§ SECÇÃO DE TEXTO
Enquanto o regulamento define os seus destinatários e as situações da vida
a que é aplicável por meio de conceitos indeterminados, sem qualquer tipo de
individualização; o ato administrativo reporta-se a indivíduos específicos e
regula uma determinada situação, bem caracterizada.
O Prof. Freitas do Amaral aponta 3 situações em que esta distinção não é de
fácil operação:
§ Se o comando for relativo a um órgão
singular
Será norma se dispuser em função das características da categoria abstrata;
e ato se dispuser relativamente à pessoa concreta titular do cargo.
§ Se o comando for relativo a um grupo
restrito de pessoas, determinadas e determináveis
É norma se dispuser por meio de categorias abstratas; e ato se contiver uma
lista nominativa dos indivíduos abrangidos, devidamente identificados.

§ DADOS REGISTADOS
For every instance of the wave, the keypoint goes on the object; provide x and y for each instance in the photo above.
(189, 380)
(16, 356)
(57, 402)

§ PEDIDOS
[a] Segundo o texto sobre a distinção entre regulamento e ato administrativo, quantas situações aponta o Prof. Freitas do Amaral em que essa distinção não é de fácil operação?
[b] Indique se cada uma das afirmações seguintes está de acordo com o texto sobre a distinção entre regulamento e ato administrativo, citando as palavras do texto que o decidem: (i) o regulamento define os seus destinatários por meio de conceitos indeterminados; (ii) o ato administrativo reporta-se a categorias abstratas de pessoas; (iii) um comando relativo a um grupo restrito de pessoas é ato se contiver uma lista nominativa dos indivíduos abrangidos.
[c] Extraia do texto sobre a distinção entre regulamento e ato administrativo o trecho que vai desde "Enquanto o regulamento" até "titular do cargo.", inclusive.

§ LISTA DE SOLUÇÕES
[a] O Prof. Freitas do Amaral aponta 3 situações.

[b]
(i) Sim: "define os seus destinatários e as situações da vida a que é aplicável por meio de conceitos indeterminados".
(ii) Não: "o ato administrativo reporta-se a indivíduos específicos".
(iii) Sim: "e ato se contiver uma lista nominativa dos indivíduos abrangidos".

[c]
Enquanto o regulamento define os seus destinatários e as situações da vida
a que é aplicável por meio de conceitos indeterminados, sem qualquer tipo de
individualização; o ato administrativo reporta-se a indivíduos específicos e
regula uma determinada situação, bem caracterizada.
O Prof. Freitas do Amaral aponta 3 situações em que esta distinção não é de
fácil operação:
§ Se o comando for relativo a um órgão
singular
Será norma se dispuser em função das características da categoria abstrata;
e ato se dispuser relativamente à pessoa concreta titular do cargo.